* [Problem requirements] Rewrite the stretch of rows from the start through the line containing "75L33 74L33 71L30", replacing "pony's eye" with "foal's eye" and leaving everything else unchanged. Output only those lines.

* [Exercise inputs]
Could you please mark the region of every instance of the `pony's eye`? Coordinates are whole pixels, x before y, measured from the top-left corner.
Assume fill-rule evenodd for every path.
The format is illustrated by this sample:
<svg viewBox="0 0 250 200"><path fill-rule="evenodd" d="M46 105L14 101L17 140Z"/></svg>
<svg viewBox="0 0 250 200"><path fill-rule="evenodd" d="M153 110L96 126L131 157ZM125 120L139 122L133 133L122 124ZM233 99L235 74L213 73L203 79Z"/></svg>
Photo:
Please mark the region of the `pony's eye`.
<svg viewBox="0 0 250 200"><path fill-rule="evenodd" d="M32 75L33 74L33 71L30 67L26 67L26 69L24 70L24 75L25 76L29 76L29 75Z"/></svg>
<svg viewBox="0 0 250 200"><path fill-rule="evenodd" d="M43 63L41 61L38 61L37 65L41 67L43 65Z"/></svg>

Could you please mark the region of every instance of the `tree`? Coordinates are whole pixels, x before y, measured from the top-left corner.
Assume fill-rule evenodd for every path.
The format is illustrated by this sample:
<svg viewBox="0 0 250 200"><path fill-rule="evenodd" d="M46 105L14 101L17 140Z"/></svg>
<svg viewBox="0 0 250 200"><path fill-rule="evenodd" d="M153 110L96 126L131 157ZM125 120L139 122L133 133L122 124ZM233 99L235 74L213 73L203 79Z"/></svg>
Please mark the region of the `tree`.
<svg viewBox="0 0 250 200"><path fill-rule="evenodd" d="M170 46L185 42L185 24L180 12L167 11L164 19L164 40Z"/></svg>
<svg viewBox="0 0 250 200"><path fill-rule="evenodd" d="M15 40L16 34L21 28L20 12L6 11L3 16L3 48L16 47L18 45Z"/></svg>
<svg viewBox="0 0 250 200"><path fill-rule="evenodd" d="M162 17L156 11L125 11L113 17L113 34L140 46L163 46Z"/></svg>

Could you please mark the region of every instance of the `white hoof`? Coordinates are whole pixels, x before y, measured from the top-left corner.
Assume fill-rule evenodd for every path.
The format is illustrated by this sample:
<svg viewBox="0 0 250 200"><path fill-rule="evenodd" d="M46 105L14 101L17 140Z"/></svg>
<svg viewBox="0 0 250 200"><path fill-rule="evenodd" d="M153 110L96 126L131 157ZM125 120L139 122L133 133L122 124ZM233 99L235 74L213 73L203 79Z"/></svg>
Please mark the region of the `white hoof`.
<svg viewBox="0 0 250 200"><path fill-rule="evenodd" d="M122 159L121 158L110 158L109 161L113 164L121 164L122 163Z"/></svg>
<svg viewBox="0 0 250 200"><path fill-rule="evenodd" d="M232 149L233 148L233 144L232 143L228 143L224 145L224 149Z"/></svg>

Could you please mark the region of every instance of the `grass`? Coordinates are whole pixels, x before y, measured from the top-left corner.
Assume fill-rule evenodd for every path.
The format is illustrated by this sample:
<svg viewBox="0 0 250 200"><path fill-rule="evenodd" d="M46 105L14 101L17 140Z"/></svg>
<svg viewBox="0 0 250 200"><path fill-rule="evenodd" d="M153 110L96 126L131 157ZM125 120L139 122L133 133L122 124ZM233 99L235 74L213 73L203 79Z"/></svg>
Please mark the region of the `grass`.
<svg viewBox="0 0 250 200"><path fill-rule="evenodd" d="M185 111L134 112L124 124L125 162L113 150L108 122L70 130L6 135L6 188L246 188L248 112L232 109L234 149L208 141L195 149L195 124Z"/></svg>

* [Complete output]
Could you please mark the region of every instance of the `foal's eye`? Coordinates are whole pixels, x before y, measured from the top-left corner.
Assume fill-rule evenodd for every path.
The format is illustrated by this sample:
<svg viewBox="0 0 250 200"><path fill-rule="evenodd" d="M46 105L14 101L17 140Z"/></svg>
<svg viewBox="0 0 250 200"><path fill-rule="evenodd" d="M153 110L96 126L131 157ZM125 120L139 122L133 133L122 124ZM233 99L235 74L213 73L203 79Z"/></svg>
Photo:
Please mark the region of the `foal's eye`.
<svg viewBox="0 0 250 200"><path fill-rule="evenodd" d="M32 75L33 74L33 71L30 67L26 67L26 69L24 70L24 75L25 76L29 76L29 75Z"/></svg>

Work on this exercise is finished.